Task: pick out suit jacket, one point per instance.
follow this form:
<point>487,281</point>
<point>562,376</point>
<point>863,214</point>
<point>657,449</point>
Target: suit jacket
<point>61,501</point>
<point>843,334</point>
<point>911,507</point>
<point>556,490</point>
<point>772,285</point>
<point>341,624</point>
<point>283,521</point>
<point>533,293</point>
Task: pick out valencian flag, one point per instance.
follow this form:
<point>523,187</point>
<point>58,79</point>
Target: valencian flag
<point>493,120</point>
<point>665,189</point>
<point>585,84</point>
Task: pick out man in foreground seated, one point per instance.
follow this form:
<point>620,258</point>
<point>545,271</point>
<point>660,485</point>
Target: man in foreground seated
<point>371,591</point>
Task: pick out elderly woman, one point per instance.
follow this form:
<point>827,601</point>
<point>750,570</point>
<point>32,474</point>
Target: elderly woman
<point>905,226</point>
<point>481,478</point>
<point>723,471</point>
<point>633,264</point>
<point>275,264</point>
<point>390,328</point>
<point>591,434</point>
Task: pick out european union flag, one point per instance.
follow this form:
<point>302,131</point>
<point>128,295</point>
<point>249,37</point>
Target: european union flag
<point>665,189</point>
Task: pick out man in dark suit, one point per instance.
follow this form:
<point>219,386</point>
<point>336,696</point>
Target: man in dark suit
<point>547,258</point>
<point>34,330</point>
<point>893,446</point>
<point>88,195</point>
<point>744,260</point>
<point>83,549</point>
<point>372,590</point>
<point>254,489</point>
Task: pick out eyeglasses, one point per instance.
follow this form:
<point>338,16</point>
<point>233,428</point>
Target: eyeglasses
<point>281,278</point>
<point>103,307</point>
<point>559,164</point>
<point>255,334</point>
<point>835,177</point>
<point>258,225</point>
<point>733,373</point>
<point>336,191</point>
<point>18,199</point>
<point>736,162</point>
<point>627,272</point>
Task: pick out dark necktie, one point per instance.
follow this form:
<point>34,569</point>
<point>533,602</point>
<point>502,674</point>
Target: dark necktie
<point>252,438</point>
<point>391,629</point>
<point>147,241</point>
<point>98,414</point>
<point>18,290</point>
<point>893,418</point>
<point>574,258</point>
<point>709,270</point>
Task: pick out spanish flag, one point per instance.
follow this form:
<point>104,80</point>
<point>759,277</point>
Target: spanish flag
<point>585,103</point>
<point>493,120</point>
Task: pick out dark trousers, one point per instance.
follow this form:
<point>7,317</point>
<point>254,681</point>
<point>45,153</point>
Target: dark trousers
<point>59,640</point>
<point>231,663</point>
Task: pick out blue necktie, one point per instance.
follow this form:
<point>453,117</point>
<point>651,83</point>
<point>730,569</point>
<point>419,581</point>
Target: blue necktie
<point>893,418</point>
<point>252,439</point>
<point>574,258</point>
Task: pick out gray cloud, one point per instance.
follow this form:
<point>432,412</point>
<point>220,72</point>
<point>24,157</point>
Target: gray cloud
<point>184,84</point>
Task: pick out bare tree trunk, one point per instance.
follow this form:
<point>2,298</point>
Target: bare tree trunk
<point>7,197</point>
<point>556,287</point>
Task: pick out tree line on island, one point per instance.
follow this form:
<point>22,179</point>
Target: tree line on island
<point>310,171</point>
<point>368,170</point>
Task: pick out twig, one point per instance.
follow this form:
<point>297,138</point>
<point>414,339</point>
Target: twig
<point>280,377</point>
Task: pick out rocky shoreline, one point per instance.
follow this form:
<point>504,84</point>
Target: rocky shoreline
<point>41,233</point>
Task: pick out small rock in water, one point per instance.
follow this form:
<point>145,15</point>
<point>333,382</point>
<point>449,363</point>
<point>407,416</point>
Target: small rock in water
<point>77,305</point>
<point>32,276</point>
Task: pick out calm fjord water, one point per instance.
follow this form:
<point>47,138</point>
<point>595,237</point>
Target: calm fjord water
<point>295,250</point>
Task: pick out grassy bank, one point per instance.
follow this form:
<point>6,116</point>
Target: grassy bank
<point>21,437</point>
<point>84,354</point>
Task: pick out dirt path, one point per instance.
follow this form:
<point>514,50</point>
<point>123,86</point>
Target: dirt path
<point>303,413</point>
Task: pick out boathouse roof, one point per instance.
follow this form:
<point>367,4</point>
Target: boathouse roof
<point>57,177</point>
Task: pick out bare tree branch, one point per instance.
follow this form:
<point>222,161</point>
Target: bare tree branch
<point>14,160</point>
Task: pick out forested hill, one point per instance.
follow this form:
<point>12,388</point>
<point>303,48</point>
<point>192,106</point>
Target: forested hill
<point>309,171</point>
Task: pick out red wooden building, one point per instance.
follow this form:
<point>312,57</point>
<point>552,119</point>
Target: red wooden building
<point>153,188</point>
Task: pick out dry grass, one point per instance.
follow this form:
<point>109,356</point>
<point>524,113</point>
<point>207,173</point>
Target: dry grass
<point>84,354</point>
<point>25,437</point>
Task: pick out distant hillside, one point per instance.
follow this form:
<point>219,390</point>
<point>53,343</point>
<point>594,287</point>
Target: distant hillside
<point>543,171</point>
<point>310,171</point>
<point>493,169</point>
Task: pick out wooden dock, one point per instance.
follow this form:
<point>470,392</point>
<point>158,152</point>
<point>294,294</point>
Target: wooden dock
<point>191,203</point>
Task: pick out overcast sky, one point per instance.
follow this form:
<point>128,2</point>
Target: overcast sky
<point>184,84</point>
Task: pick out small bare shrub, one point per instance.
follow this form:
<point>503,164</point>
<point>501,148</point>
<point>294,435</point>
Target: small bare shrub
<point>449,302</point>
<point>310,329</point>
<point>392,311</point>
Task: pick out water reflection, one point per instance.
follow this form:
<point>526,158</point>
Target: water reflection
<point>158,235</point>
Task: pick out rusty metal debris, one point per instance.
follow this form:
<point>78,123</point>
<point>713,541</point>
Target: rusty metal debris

■ ■ ■

_TASK_
Render as a numbered list the lines of the data from the one containing "Task: pick out distant" through the final line, both included, and leave out any blank lines.

_SOLUTION TO THE PROBLEM_
1. Task: pick out distant hillside, one point per instance.
2. follow this form:
3. <point>219,390</point>
4. <point>53,343</point>
5. <point>594,287</point>
6. Target: distant hillside
7. <point>543,171</point>
8. <point>310,171</point>
9. <point>493,169</point>
10. Task: pick out wooden dock, one point per instance.
11. follow this form:
12. <point>470,392</point>
13. <point>158,152</point>
14. <point>294,294</point>
15. Target: wooden dock
16. <point>191,203</point>
17. Task: pick out overcast sky, one point per instance.
18. follow this form:
19. <point>128,2</point>
20. Target: overcast sky
21. <point>184,84</point>
22. Task: pick out small bare shrub, one point per instance.
23. follow this form:
24. <point>503,164</point>
25. <point>501,148</point>
26. <point>294,435</point>
27. Target: small bare shrub
28. <point>449,302</point>
29. <point>310,329</point>
30. <point>392,311</point>
31. Task: pick out water reflection, one point per instance.
32. follow this form:
33. <point>526,158</point>
34. Target: water reflection
35. <point>158,235</point>
36. Task: pick out rusty metal debris, one point per instance.
37. follow this form:
38. <point>78,123</point>
39. <point>713,541</point>
40. Target: rusty metal debris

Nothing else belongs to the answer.